▸ Directions for this task
Revise the entries below so that every "worker" becomes "laborer", and leave all other text unchanged.

▸ Records shown

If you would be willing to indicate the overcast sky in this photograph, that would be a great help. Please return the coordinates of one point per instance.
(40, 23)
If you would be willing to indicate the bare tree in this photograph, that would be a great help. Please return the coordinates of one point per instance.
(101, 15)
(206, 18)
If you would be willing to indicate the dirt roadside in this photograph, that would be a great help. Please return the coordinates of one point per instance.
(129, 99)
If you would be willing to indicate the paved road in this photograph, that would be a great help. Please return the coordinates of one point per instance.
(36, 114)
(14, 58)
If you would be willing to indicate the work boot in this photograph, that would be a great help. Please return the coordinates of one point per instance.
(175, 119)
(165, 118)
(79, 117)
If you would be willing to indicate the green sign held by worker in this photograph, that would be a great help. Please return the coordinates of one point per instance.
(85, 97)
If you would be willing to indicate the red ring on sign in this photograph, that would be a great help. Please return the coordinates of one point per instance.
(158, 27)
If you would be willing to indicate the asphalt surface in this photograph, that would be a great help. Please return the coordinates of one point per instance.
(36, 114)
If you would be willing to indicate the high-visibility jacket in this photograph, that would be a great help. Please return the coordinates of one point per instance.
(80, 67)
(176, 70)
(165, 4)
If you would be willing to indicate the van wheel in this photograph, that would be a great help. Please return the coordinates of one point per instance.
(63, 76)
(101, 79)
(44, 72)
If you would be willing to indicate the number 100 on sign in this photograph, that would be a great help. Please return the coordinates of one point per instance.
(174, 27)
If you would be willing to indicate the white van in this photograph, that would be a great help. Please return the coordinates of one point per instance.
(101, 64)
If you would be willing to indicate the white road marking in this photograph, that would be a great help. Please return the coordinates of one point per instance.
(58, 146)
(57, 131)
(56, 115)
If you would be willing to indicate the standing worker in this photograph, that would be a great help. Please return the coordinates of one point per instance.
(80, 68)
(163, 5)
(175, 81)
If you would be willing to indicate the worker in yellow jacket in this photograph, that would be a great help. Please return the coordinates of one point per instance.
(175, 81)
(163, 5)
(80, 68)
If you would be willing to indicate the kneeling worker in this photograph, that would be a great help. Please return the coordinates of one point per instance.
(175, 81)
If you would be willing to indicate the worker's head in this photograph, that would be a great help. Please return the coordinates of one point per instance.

▸ Expected answer
If you would be willing to indicate the overcast sky in this photograph, that would be a great help. Please return the coordinates of one point per instance.
(40, 23)
If you would be willing to indicate the bare tree in this photograph, that would be a great help. Please return the coordinates of one point per instance.
(101, 15)
(206, 18)
If you would be willing to indicate the dirt roadside in this photograph, that would be a great help. Please return the coordinates of one point per instance.
(129, 99)
If you would be willing to indicate the paved road in this photograph, that would be a great help. Please return the coordinates of one point per instance.
(36, 114)
(14, 58)
If you would be willing to indicate the work boot in this photograph, that would be a great help. Please return the coordinates of one point per instance.
(175, 119)
(165, 118)
(79, 117)
If you would be willing to indicate the green sign held by laborer in this photograph, that would be a great help. Please return the coordinates of one point per instance.
(85, 97)
If you would be willing to indicate the red ring on sign in this photograph, that would be a great help. Please return the coordinates of one point per instance.
(158, 27)
If you would be willing to indicate the asphalt surface in this photograph, that would be a great help. Please return the coordinates of one point per instance.
(36, 114)
If you would be willing to indicate the high-visibility jacket in this photograph, that would be a great help. Please return the coordinates of one point per instance.
(80, 67)
(176, 70)
(165, 4)
If you would be willing to indicate the van wheel in this photograph, that would be a great help. Please return the coordinates of one point per instance.
(63, 76)
(101, 79)
(44, 72)
If you would be willing to indicate the number 100 on sign in this photograph, that would be a great help. Please return the coordinates of one point per instance.
(174, 27)
If you would be willing to indicate the white van in this photograph, that would be a great help. Please return the coordinates of one point per instance.
(101, 64)
If you would be willing to indicate the white road marking in this photograph, that would be a great help. Please return the coordinates of one point per instance.
(58, 146)
(57, 131)
(56, 115)
If you would be willing to indicate the standing laborer in this photograph, that would be a great help. Please return the coordinates of one point per instance.
(80, 68)
(163, 5)
(175, 81)
If you would be willing to indicate the laborer in yellow jacket in this photograph, that would be a great help. Please return the coordinates of one point per instance.
(175, 81)
(163, 5)
(80, 68)
If you would be willing to indicate the kneeling laborer in this photograph, that would be a great help. Please return the coordinates of one point per instance.
(175, 81)
If you would be willing to indicate the laborer's head in this photograph, that would be a great help. Please return the coordinates of one point per instance.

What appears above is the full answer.